**PASSAGE:**
State of Haryana and another
                                                                 .. Respondents


Present:       Mr. R. S. Mamli, Advocate for the applicant.

               Ms. Ritu Punj, Deputy Advocate General, Haryana.

               Mr. Vikas Awasthi, Advocate for respondent No. 2.


Rajesh Bindal J.

Criminal Misc. No. 9191 of 2009 This is an application for condonation of delay of 29 days in filing the appeal.

For the reasons mentioned in the application, delay of 29 days in filing the appeal is condoned.

The application stands disposed of.

Criminal Misc. No. 127-MA of 2009 Challenge in the present application is to the order dated 7.11.2008, passed by learned Judicial Magistrate Ist Class, Kurukshetra, whereby the complaint filed by the applicant under Section 138 of the Negotiable Instruments Act, 1881 (for short, `the Act') was dismissed in default.

Briefly, the facts as stated in the application are that respondent No.2 issued a cheque in favour of the applicant for Rs. 60,000/- drawn on Punjab and Sind Bank. On presentation for encashment, the same was dishonoured. When in spite of reminder the payment was not made by respondent No. 2 to the applicant, notice was sent. Even on failure of respondent No. 2 to clear the amount of the cheque within the period prescribed, a complaint under Section 138 of the Act was filed on 16.7.2003. Because of non-appearance of the applicant on 7.11.2008, the complaint was dismissed for non-prosecution.

Criminal Misc. No. 127-MA of 2009 [ 2] Learned counsel for the applicant submitted that non-appearance of the applicant on the date fixed, when the complaint was dismissed for non- prosecution, was neither intentional nor wilful. In fact, the applicant had been appearing in the Court on each and every date of hearing and on that date, i.e., 7.11.2008, he could not appear due to death of the uncle (Fufar) of his wife. He further submitted that personal appearance of the applicant was not necessary as both the sides had led their evidence and the complaint was fixed for decision on an application filed by respondent No. 2 for re-calling the applicant for further examination.

On the other hand, learned counsel for the respondents submitted that appeal against the impugned order was not maintainable in this Court, therefore, the leave to appeal should not be granted. He further submitted that once the complainant had not appeared in court, there was no option available with the court except to dismiss the complaint in default.

Heard learned counsel for the parties and perused the record. The moot point is as to what course is to be adopted when the complainant does not appear or when a complaint filed before the court below is dismissed for non-prosecution.

The Judicial Magistrate while acting under Section 256 of the Code of Criminal Procedure has to take into consideration that the powers vested therein have to be exercised in the interest of justice. It is envisaged under the provision that in a given situation the Magistrate is even entitled to dispense with the attendance of the complainant and proceed with the case. The effort of the Magistrate should be to dispose of the cases on merits instead of dismissing them in default. Dismissal of a case in default unnecessarily delays the disposal of the same on merits as application for restoration of a petition challenging order of dismissal in default consumes more time than simply adjourning the case for a date. However, in case the absence is repeated, the court is not required to wait for a litigant. Repeated absence of the complainant cannot be ignored. If the absence is only on one date of hearing and prior thereto the complainant had been pursuing his case diligently, the court can consider adjourning the case for a date recording the reason therefor. Effort should not be to punish the complainant only on account of his non-appearance on one date. There should be application of mind before order of dismissal of complaint is passed merely on account of non-appearance on one date of hearing. The conduct of parties in totality is to be considered. Similar view has been expressed by this Court in Punjab State Civil Supplies Corporation Ltd. v. Mangat Rai, 2002(4) RCR (Crl.) 458. In the present case, Criminal Misc. No. 127-MA of 2009 [ 3] the complainant was pursuing the complaint ever since the same was filed on 16.7.2003, till the same was dismissed for non-appearance on 7.11.2008.

**OBJECTIVE A:** Print the part of the rows that opens with the line containing "Draw the outline of every instance of the chicken" and continues to the end of the rows.

**DATASET EXCERPTS:**
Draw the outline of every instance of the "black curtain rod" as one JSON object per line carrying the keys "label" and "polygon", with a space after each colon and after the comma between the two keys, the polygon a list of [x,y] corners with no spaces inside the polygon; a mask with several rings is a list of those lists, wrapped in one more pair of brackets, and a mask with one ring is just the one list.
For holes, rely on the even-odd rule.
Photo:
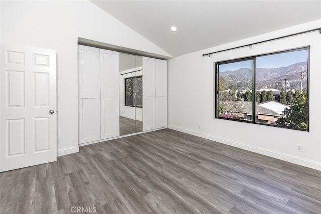
{"label": "black curtain rod", "polygon": [[138,70],[137,71],[130,71],[129,72],[125,73],[124,74],[120,74],[120,75],[123,75],[124,74],[129,74],[129,73],[132,73],[132,72],[137,72],[137,71],[142,71],[142,69]]}
{"label": "black curtain rod", "polygon": [[259,44],[259,43],[265,43],[265,42],[266,42],[271,41],[273,41],[273,40],[279,40],[280,39],[283,39],[283,38],[285,38],[286,37],[292,37],[293,36],[296,36],[296,35],[298,35],[299,34],[305,34],[306,33],[311,32],[312,31],[317,31],[317,30],[319,31],[319,32],[320,34],[321,34],[321,28],[315,28],[314,29],[309,30],[308,31],[302,31],[301,32],[296,33],[295,34],[289,34],[288,35],[283,36],[282,37],[277,37],[277,38],[274,38],[274,39],[270,39],[269,40],[264,40],[264,41],[261,41],[261,42],[256,42],[256,43],[251,43],[251,44],[249,44],[248,45],[242,45],[241,46],[238,46],[238,47],[234,47],[234,48],[229,48],[228,49],[222,50],[221,51],[215,51],[214,52],[209,53],[208,54],[203,54],[203,56],[204,57],[204,56],[208,55],[209,57],[211,55],[211,54],[216,54],[217,53],[219,53],[219,52],[222,52],[223,51],[229,51],[230,50],[233,50],[233,49],[236,49],[237,48],[243,48],[243,47],[246,47],[246,46],[248,46],[250,48],[252,48],[252,46],[253,45],[256,45],[256,44]]}

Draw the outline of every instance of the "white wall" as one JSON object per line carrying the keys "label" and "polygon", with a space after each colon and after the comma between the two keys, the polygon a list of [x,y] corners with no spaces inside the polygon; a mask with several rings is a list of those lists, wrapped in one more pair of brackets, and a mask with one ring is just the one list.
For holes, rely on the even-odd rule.
{"label": "white wall", "polygon": [[57,51],[57,148],[61,154],[78,149],[78,37],[171,56],[87,1],[1,4],[2,44]]}
{"label": "white wall", "polygon": [[[320,27],[321,20],[318,20],[169,60],[169,127],[321,170],[321,35],[318,31],[253,45],[252,49],[247,47],[210,57],[202,56]],[[215,62],[306,46],[310,46],[309,132],[214,118]],[[302,152],[297,151],[297,144],[302,144]]]}

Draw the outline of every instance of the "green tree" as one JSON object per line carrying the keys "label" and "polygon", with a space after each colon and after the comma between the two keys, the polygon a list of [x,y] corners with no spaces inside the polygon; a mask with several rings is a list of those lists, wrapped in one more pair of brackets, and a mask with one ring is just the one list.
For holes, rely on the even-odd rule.
{"label": "green tree", "polygon": [[261,102],[261,96],[260,96],[260,92],[257,91],[255,92],[255,100],[257,103],[260,103]]}
{"label": "green tree", "polygon": [[261,94],[261,100],[262,100],[262,102],[264,103],[264,102],[267,101],[267,96],[266,94],[266,91],[263,90]]}
{"label": "green tree", "polygon": [[218,110],[219,112],[219,117],[220,117],[221,115],[222,115],[222,113],[224,110],[223,107],[223,105],[219,104],[219,109]]}
{"label": "green tree", "polygon": [[219,76],[219,91],[224,91],[227,89],[227,81],[223,77]]}
{"label": "green tree", "polygon": [[[295,89],[294,90],[294,94],[293,94],[293,100],[295,100],[297,97],[299,97],[302,94],[301,91],[298,89]],[[293,100],[294,101],[294,100]]]}
{"label": "green tree", "polygon": [[241,101],[241,90],[237,90],[237,95],[236,95],[236,100],[238,101]]}
{"label": "green tree", "polygon": [[289,105],[291,105],[294,101],[294,94],[292,90],[290,90],[286,93],[286,102]]}
{"label": "green tree", "polygon": [[304,91],[295,99],[290,108],[284,108],[285,116],[278,118],[276,123],[279,125],[306,130],[307,111],[306,92]]}
{"label": "green tree", "polygon": [[247,90],[244,95],[244,101],[252,101],[252,93],[249,90]]}
{"label": "green tree", "polygon": [[267,100],[273,100],[273,91],[272,90],[268,91],[266,97]]}
{"label": "green tree", "polygon": [[280,93],[280,102],[283,104],[286,104],[286,94],[283,90]]}
{"label": "green tree", "polygon": [[230,89],[231,89],[232,91],[235,91],[237,89],[237,88],[235,86],[234,86],[233,85],[231,85],[230,86]]}

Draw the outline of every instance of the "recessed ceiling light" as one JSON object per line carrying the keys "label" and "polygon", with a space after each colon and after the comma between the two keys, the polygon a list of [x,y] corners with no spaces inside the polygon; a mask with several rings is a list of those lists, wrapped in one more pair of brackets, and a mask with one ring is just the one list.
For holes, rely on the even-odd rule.
{"label": "recessed ceiling light", "polygon": [[175,31],[177,31],[177,28],[176,28],[175,26],[172,26],[171,27],[171,31],[175,32]]}

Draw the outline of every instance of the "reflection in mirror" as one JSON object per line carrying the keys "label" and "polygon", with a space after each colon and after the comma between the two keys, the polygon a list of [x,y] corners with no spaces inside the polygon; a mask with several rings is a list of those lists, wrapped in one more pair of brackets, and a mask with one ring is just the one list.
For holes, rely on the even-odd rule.
{"label": "reflection in mirror", "polygon": [[142,57],[119,53],[120,135],[142,131]]}

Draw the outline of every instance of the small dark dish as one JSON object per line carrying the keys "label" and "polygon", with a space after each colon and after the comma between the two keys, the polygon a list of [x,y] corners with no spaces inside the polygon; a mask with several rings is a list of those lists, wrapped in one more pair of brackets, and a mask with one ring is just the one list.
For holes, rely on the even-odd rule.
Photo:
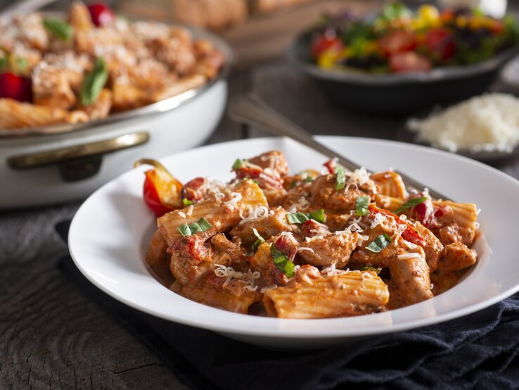
{"label": "small dark dish", "polygon": [[[429,115],[432,113],[440,111],[440,107],[435,107],[433,110],[422,111],[418,113],[415,113],[411,115],[409,118],[416,118],[418,120],[425,119]],[[437,148],[432,146],[430,144],[423,141],[418,141],[418,133],[409,129],[408,126],[408,120],[406,120],[397,132],[397,139],[402,141],[402,142],[407,142],[409,144],[415,144],[417,145],[422,145],[424,146],[429,146],[435,149],[439,149],[440,150],[445,150],[441,148]],[[460,149],[455,152],[456,154],[468,157],[482,163],[485,163],[489,165],[498,165],[509,162],[511,160],[515,160],[519,158],[519,146],[515,146],[511,151],[470,151],[466,149]]]}
{"label": "small dark dish", "polygon": [[314,79],[326,94],[348,108],[393,115],[480,94],[519,53],[519,46],[513,46],[475,65],[437,68],[427,73],[373,75],[319,68],[309,57],[311,38],[312,31],[307,31],[288,49],[288,62],[295,69]]}

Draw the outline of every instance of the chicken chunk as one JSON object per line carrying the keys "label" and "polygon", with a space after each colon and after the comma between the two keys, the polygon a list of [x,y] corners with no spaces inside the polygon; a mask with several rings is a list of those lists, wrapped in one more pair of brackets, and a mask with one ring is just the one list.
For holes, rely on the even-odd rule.
{"label": "chicken chunk", "polygon": [[457,271],[475,264],[478,253],[461,242],[445,246],[445,256],[438,264],[438,268],[444,272]]}

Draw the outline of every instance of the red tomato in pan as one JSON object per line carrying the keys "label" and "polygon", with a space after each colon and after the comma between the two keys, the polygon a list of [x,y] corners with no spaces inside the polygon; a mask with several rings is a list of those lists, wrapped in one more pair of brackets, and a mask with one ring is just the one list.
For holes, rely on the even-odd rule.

**OBJECTIVE B:** Do these statements agree with the judgment? For each, answer yes or no and quote the words from it that decide the matter. (i) The cheque was for Rs. 60,000/- and drawn on Punjab and Sind Bank. (ii) The complaint under Section 138 was filed on 7.11.2008. (iii) A delay of 29 days in filing the appeal was condoned.

**WRITTEN REPLY A:**
Draw the outline of every instance of the chicken chunk as one JSON object per line carrying the keys "label" and "polygon", with a space after each colon and after the comma between the two keys, the polygon a list of [x,y] corners with no spaces inside the polygon; a mask with several rings is a list of those lists, wrapped in one more pair of brackets, and a mask with one ring is just the one list.
For holes, rely on the even-odd rule.
{"label": "chicken chunk", "polygon": [[457,271],[475,264],[478,253],[461,242],[445,246],[445,256],[438,264],[438,268],[444,272]]}

Draw the outline of every instance of the red tomato in pan as one JSON object per line carrying the keys "label" and "polygon", with a space after each colon and after the comma between the two keys, the polygon a list of [x,y] corners with no spaces inside the polygon; a mask with several rings is a list of those lists, wrapped in one more pair of brackets, and a mask with one ring is just the one list.
For holes, rely on the even-odd rule.

**WRITTEN REPLY B:**
(i) Yes: "respondent No.2 issued a cheque in favour of the applicant for Rs. 60,000/- drawn on Punjab and Sind Bank"
(ii) No: "a complaint under Section 138 of the Act was filed on 16.7.2003"
(iii) Yes: "delay of 29 days in filing the appeal is condoned"